Data items:
---

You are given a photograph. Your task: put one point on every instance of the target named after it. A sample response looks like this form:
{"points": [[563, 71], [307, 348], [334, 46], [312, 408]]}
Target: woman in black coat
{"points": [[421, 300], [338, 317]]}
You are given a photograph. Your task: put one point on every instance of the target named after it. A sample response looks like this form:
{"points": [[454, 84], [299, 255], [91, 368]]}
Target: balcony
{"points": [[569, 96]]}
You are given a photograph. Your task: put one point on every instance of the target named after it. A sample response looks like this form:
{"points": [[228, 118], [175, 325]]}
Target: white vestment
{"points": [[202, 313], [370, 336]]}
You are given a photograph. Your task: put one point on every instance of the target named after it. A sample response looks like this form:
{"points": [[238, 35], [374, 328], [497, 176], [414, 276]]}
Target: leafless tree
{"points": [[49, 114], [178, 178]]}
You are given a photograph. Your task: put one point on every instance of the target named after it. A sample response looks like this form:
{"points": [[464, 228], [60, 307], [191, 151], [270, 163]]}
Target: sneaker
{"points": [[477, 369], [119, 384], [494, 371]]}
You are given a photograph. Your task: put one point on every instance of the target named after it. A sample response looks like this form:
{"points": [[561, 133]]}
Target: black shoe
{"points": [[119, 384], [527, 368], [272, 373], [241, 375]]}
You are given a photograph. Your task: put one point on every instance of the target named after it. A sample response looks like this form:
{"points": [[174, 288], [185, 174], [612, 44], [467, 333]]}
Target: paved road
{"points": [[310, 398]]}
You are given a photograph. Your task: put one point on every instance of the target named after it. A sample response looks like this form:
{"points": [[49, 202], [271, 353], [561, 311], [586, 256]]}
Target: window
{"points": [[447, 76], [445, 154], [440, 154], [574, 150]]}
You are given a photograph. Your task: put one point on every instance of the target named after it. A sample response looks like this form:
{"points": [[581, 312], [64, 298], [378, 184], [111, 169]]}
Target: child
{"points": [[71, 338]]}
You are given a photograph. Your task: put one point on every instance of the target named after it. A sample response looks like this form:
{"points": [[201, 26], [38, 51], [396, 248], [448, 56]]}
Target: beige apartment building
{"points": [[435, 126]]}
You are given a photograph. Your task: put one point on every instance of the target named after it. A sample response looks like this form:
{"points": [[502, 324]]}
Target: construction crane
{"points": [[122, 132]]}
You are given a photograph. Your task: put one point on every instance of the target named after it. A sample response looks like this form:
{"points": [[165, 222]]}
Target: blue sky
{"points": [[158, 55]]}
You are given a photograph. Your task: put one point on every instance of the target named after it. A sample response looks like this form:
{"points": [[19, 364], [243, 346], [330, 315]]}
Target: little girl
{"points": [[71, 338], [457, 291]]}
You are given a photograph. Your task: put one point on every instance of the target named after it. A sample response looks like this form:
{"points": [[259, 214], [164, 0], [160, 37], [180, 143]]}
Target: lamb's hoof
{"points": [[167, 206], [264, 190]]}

---

Task to carry out
Your response must consist of every line above, reproduced exactly.

Answer for this exercise
You are given a photograph. Your task: put one point on every instance of the target named after it. A sample response looks like this form:
{"points": [[563, 71], [307, 348], [334, 46], [312, 408]]}
Target: woman in black coat
{"points": [[421, 300], [338, 317]]}
You are given a photograph. Your task: put one point on every instance of the target named after it. A sample response looks like this form:
{"points": [[454, 84], [299, 255], [91, 368]]}
Target: balcony
{"points": [[569, 96]]}
You are given a photograph. Your task: put one point on every instance of the target named after it. A sample response looks like this form:
{"points": [[228, 118], [175, 325]]}
Target: white vestment
{"points": [[202, 313], [370, 336]]}
You are given a photograph. Your task: put one point on every instance of the target named after it. A sample response looks like this form:
{"points": [[238, 35], [374, 328], [497, 176], [414, 276]]}
Target: leafless tree
{"points": [[49, 114], [178, 178]]}
You are given a photograph. Your task: put one point on every instance of the target named after it. A sample response looks like this form:
{"points": [[464, 228], [60, 307], [191, 151], [270, 163]]}
Target: sneaker
{"points": [[477, 369], [119, 384], [494, 371]]}
You are given a photograph. Your task: put one point on every instance of the target named after it. A sample response looks like this form:
{"points": [[561, 133]]}
Target: black shoe
{"points": [[119, 384], [527, 368], [272, 373], [241, 375]]}
You are given a photograph. Your task: put one point on every instance of the target named after it. A sample response looks like this form:
{"points": [[174, 288], [185, 174], [612, 44], [467, 333]]}
Target: paved road
{"points": [[310, 398]]}
You are given a photograph. Your task: put one point on every instance of the target named after it. A sample response looks like this form:
{"points": [[49, 202], [271, 353], [561, 311], [586, 256]]}
Target: window
{"points": [[447, 76], [445, 154], [440, 154], [574, 150]]}
You are given a photograph. Your task: put one point on every instance of the target named after it. A sample response looks like this form:
{"points": [[581, 312], [64, 298], [378, 184], [111, 169]]}
Target: child
{"points": [[71, 338]]}
You are given a photograph. Your task: put one point on every instance of the target named after it. A sample response looks like this form:
{"points": [[201, 26], [38, 51], [396, 248], [448, 56]]}
Target: beige apartment building
{"points": [[435, 126]]}
You are given a photograph. Your task: put one point on every instance of the target named after it. A sample response looks like this form:
{"points": [[502, 324]]}
Target: construction crane
{"points": [[122, 132]]}
You are given a photograph. Your task: put one point on every instance of the target named after it. A sample response looks like this form:
{"points": [[165, 222]]}
Target: blue sky
{"points": [[158, 55]]}
You are given a photograph. Your task: put one point on every instance of the target named after it. A sample response looks like this form:
{"points": [[19, 364], [243, 346], [330, 315]]}
Target: little girl
{"points": [[71, 338], [457, 291]]}
You are given a photograph. Your task: put one point on every instance of the target named after it. A sample response looks like this form:
{"points": [[259, 214], [164, 0], [160, 37], [180, 143]]}
Target: lamb's hoof
{"points": [[167, 206], [264, 190]]}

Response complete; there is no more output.